* Problem requirements
Please go line by line through the material and copy each one containing the word "drawer".

* Material provided
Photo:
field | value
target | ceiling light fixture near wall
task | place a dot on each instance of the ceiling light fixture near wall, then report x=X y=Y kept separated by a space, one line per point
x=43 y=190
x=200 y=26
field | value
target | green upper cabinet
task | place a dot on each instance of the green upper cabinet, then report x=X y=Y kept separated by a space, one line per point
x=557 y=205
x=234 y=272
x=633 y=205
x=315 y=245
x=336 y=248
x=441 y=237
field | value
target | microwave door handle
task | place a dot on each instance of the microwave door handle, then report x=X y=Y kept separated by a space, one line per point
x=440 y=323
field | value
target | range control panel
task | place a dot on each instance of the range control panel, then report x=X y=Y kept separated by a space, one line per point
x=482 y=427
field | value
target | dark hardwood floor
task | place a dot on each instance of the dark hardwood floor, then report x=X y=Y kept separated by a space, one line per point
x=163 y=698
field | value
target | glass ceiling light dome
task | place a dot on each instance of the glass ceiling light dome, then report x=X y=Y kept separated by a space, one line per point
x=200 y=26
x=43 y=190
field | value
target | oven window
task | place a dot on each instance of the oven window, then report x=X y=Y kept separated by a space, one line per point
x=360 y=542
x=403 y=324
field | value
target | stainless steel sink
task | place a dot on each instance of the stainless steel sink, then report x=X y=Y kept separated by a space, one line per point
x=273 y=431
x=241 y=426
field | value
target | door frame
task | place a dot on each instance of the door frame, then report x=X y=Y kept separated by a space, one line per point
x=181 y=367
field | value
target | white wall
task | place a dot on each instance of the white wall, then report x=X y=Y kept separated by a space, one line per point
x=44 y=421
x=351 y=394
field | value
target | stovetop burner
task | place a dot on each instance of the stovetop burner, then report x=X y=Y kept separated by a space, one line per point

---

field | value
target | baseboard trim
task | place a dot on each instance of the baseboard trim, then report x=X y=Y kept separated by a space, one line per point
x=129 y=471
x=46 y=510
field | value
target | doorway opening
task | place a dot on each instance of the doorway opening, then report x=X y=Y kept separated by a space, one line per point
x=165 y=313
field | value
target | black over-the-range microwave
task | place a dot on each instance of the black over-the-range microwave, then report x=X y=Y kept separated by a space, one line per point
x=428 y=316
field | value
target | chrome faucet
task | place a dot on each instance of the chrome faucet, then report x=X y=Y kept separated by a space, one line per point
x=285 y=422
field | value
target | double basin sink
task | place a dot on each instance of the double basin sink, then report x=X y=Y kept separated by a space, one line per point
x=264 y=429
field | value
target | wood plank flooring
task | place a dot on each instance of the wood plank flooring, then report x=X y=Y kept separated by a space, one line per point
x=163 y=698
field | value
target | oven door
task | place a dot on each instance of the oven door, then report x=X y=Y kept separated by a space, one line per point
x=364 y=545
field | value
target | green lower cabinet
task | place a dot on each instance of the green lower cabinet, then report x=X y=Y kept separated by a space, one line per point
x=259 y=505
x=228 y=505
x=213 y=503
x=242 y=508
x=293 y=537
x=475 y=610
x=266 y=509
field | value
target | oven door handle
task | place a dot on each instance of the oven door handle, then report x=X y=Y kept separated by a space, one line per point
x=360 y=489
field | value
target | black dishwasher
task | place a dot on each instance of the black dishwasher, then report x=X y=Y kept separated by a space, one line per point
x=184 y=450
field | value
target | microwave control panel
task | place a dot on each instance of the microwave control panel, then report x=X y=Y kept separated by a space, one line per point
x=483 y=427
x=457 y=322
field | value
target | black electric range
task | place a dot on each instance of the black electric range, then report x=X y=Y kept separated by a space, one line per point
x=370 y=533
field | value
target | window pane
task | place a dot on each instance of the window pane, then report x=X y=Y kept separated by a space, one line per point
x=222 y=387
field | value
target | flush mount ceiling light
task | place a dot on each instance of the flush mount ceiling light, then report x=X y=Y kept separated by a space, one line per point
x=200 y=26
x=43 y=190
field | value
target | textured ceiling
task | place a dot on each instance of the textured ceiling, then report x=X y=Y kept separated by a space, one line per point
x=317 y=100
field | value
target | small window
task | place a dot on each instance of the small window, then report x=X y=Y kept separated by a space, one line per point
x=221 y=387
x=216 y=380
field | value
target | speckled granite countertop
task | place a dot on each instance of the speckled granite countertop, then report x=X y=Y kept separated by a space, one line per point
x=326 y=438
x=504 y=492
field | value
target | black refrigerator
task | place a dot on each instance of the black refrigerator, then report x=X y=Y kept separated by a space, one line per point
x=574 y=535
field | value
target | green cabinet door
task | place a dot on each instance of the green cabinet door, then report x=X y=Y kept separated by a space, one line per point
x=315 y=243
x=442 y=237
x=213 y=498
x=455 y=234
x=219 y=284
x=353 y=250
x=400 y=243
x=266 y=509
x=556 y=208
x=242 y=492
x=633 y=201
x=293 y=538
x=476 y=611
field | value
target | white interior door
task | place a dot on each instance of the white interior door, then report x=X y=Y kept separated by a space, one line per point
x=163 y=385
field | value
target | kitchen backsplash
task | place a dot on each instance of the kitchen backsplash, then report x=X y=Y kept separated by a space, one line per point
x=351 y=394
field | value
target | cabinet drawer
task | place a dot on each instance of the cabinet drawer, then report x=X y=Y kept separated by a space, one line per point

* Solved problem
target | cabinet drawer
task | place a dot on each instance of the cabinet drawer, then report x=X y=Y kept separated by a space, one line per point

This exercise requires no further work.